◆ **About this exercise**
Would you please return the line containing "Would you kindly point to the bust" and all the lines after it through the end of the records below, unchanged and on their own?

◆ **Data listing**
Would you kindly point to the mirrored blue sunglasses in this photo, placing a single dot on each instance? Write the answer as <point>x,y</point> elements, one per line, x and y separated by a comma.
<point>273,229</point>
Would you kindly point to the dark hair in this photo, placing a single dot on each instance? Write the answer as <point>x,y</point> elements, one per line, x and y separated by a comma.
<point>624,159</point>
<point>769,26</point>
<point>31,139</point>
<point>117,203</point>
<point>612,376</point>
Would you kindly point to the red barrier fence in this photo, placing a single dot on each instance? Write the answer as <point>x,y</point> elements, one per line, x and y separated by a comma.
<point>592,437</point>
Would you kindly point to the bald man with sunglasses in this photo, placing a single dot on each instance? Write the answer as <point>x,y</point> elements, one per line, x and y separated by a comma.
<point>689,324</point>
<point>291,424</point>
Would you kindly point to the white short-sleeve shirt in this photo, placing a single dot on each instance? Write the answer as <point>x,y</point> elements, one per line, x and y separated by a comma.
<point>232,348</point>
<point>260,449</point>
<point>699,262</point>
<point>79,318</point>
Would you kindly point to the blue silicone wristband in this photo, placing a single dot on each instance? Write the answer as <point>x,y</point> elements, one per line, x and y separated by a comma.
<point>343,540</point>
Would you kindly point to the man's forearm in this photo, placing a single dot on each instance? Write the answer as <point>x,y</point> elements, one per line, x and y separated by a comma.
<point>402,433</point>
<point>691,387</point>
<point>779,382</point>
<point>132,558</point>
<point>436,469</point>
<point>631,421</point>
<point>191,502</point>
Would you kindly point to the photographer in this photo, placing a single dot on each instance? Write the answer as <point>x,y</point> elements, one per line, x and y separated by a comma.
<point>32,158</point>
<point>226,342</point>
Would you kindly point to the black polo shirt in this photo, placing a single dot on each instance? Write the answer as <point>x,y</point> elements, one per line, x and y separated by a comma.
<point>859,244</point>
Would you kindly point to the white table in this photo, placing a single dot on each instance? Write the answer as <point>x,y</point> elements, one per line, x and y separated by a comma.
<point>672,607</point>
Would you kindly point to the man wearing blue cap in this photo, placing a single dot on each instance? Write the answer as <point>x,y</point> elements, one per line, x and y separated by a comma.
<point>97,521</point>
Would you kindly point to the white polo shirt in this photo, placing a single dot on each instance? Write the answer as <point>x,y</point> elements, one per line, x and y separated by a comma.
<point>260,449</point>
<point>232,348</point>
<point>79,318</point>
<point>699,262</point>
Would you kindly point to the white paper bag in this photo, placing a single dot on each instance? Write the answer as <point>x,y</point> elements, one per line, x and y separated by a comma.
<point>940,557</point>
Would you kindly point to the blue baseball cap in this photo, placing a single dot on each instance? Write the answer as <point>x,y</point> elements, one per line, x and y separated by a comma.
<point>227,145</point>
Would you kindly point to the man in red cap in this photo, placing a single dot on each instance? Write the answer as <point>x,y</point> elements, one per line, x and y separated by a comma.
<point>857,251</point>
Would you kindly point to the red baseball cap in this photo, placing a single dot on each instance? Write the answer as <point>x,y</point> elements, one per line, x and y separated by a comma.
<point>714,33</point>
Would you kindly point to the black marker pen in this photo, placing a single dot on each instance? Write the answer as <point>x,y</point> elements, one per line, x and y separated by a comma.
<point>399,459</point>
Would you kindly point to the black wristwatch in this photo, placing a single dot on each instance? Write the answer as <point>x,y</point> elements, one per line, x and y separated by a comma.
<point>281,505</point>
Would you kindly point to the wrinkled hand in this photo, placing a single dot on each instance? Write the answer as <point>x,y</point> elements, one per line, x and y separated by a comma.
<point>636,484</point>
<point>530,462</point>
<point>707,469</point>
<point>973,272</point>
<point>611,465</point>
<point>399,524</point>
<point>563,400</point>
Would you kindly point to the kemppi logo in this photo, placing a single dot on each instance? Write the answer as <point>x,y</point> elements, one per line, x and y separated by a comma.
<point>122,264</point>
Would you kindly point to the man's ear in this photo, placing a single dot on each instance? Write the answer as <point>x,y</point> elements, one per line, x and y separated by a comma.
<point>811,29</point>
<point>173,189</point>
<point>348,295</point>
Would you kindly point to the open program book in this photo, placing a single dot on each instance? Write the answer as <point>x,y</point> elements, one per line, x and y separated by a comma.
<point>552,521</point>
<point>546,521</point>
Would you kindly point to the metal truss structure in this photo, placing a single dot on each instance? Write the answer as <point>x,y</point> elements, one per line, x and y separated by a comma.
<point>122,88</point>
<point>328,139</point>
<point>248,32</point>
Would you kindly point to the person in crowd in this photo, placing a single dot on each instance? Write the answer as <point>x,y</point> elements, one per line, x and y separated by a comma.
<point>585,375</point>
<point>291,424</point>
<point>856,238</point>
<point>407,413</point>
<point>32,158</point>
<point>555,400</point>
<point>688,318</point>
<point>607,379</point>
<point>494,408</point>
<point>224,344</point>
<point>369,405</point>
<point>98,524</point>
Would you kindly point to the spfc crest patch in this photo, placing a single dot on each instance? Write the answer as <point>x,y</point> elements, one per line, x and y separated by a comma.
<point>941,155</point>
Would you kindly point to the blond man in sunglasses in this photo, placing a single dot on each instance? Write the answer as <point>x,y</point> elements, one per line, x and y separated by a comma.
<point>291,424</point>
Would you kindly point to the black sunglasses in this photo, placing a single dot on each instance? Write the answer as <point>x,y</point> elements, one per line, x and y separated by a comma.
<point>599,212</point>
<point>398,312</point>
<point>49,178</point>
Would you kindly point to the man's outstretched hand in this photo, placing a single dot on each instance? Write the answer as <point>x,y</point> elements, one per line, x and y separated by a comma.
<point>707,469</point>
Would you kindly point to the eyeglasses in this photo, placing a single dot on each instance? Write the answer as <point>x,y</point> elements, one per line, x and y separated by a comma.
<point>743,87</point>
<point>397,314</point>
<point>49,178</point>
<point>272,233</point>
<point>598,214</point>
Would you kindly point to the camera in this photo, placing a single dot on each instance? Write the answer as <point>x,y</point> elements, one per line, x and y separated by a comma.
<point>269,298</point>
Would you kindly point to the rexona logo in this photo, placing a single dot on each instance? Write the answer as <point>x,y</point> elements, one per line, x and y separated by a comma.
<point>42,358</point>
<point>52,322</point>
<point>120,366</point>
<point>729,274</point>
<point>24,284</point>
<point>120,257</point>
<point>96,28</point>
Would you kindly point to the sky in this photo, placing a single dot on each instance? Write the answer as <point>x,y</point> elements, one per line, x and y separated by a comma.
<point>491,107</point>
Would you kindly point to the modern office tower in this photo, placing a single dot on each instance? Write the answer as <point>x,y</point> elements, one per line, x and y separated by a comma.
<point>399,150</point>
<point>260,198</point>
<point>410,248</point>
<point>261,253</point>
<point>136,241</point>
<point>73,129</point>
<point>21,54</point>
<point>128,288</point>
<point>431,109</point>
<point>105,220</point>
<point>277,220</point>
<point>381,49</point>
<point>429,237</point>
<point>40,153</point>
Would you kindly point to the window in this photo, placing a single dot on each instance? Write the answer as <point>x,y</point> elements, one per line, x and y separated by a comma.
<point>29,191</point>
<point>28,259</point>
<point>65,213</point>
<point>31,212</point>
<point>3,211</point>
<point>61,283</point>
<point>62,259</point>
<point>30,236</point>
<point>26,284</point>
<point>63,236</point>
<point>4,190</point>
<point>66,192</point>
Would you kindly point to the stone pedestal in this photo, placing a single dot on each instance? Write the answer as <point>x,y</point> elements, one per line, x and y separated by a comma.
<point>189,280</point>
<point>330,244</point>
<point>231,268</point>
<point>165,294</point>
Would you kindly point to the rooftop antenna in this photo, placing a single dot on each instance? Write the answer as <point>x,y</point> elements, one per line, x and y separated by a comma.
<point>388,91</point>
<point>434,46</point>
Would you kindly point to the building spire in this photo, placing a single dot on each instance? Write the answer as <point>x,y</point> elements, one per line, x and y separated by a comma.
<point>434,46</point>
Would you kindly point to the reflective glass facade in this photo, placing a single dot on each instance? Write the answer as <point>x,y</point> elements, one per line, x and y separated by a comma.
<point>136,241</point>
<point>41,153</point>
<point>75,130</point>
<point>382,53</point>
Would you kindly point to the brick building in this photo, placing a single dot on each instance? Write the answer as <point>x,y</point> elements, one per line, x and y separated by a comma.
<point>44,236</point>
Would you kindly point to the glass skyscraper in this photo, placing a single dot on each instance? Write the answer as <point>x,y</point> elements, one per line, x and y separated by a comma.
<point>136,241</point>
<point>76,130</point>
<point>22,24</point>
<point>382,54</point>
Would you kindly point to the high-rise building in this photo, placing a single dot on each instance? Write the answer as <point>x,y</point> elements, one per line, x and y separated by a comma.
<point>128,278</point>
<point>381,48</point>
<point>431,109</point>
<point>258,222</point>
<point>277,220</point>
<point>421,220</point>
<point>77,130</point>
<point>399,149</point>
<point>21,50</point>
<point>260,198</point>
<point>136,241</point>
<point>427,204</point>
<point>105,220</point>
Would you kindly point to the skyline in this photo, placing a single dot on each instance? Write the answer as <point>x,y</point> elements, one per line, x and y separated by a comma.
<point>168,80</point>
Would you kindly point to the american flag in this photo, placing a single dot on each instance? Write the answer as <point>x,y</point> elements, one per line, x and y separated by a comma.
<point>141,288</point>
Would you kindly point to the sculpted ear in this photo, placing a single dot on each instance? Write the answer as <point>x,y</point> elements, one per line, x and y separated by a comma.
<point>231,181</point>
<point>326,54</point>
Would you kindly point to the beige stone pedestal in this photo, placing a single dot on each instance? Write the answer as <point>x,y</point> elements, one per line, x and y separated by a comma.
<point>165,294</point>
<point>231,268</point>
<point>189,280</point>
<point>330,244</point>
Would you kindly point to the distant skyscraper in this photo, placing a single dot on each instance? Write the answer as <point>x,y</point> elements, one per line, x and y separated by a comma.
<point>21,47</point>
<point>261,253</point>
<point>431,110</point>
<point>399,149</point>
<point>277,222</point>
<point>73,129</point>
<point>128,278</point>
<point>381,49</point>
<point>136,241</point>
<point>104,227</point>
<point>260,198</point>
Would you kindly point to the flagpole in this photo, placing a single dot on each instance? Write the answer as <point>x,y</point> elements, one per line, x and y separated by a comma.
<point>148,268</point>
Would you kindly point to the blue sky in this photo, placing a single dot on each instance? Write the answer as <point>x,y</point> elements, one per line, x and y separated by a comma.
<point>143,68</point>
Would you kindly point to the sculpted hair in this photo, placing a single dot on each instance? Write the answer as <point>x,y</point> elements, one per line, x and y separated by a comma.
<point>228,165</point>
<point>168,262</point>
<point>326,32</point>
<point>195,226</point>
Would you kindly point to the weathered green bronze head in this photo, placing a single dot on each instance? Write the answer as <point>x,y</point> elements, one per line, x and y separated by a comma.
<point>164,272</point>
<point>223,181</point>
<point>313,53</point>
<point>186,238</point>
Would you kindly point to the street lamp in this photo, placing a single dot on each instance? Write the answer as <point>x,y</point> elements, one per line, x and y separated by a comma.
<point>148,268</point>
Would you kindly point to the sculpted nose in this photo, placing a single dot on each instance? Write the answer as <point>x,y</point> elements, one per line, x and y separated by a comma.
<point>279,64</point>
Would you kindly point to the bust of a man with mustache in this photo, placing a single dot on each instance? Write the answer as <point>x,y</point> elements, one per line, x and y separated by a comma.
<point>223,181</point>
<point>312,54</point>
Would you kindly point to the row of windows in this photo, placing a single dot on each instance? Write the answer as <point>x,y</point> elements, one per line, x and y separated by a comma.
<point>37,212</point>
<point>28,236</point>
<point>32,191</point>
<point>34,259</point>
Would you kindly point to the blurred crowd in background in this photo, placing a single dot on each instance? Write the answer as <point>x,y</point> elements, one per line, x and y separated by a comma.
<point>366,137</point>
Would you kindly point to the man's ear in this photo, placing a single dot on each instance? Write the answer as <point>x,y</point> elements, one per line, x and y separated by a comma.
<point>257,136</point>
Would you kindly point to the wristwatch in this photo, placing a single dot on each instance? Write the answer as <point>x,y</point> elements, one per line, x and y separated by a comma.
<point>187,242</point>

◆ **Task result**
Would you kindly point to the bust of a man with mustache in this photo, placing a single dot on each instance? Write the answer as <point>x,y</point> elements, one per line, x and y separated by a comma.
<point>223,181</point>
<point>312,54</point>
Would you kindly point to the row of windows in this photo, placing a single dot on each instance? Write the answer as <point>x,y</point> elements, one per line, x and y separated by a comma.
<point>37,212</point>
<point>28,236</point>
<point>32,191</point>
<point>34,259</point>
Would you kindly point to the blurred crowd in background in this photo, placing a single dot on each instance? Write the answer as <point>x,y</point> elements, one per line, x and y separated by a comma.
<point>366,137</point>
Would you kindly point to the man's ear in this photo, placing a single dot on each instance? Write the answer as <point>x,y</point> elements, one per line, x and y separated by a comma.
<point>257,136</point>
Would you kindly point to the wristwatch in this photo, placing a single dot on each instance? Write the answer as <point>x,y</point> elements, one per line, x and y separated by a comma.
<point>187,242</point>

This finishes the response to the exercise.